>> BEGIN MATERIAL
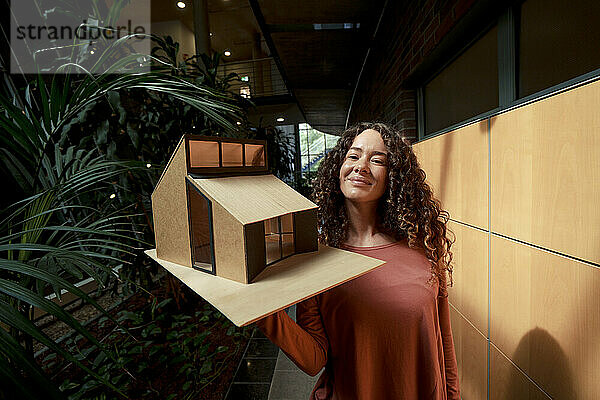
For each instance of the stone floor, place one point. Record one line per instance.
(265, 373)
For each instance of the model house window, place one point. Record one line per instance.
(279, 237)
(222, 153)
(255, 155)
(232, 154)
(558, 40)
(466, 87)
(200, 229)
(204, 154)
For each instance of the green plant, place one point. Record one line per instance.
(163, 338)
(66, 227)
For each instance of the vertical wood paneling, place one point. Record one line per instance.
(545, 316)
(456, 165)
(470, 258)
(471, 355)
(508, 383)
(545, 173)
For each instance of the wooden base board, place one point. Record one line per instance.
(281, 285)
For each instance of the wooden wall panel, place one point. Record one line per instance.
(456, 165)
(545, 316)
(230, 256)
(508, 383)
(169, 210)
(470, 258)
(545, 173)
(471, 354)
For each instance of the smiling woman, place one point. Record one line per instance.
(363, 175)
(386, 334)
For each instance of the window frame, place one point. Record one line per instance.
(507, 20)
>> END MATERIAL
>> BEGIN MATERIAL
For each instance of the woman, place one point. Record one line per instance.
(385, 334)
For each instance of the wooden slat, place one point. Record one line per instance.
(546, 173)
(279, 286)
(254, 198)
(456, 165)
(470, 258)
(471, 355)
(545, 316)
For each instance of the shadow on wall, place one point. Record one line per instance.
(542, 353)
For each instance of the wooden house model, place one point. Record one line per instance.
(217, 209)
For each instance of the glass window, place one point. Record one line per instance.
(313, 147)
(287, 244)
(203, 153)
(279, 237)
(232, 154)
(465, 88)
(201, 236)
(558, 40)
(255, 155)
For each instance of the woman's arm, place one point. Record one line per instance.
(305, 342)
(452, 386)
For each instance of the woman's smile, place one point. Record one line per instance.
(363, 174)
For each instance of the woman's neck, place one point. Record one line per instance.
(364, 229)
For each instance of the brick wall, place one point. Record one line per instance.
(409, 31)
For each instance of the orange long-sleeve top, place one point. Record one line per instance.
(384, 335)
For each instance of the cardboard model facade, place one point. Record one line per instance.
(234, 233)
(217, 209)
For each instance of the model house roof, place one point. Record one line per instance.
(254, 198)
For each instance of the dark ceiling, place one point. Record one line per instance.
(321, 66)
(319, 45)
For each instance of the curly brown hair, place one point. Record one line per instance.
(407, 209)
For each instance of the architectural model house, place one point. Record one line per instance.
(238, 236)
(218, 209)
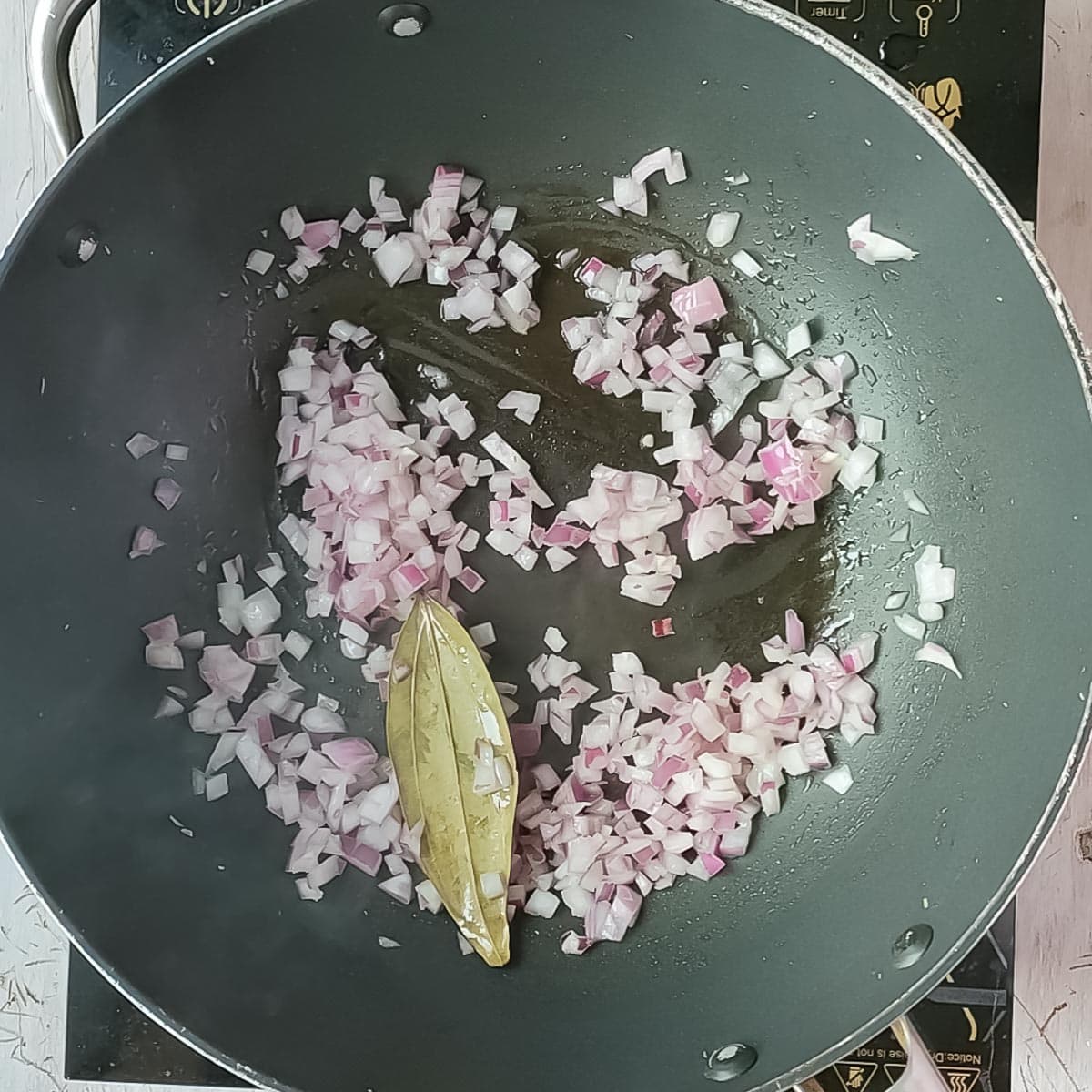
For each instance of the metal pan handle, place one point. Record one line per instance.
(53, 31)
>> END MATERIAL
> **WHAT TO DO**
Identify each line in the listing above that contains the word "wall", treating uppercase and lowercase as different, and copy those lines.

> **CORRECT RESPONSE**
For each instance of the wooden wall panel, place one point. Record one line per instance.
For each instance of the shadow on wall, place one point. Record one line per instance.
For each instance of the brick wall, place one point. Record one line per instance.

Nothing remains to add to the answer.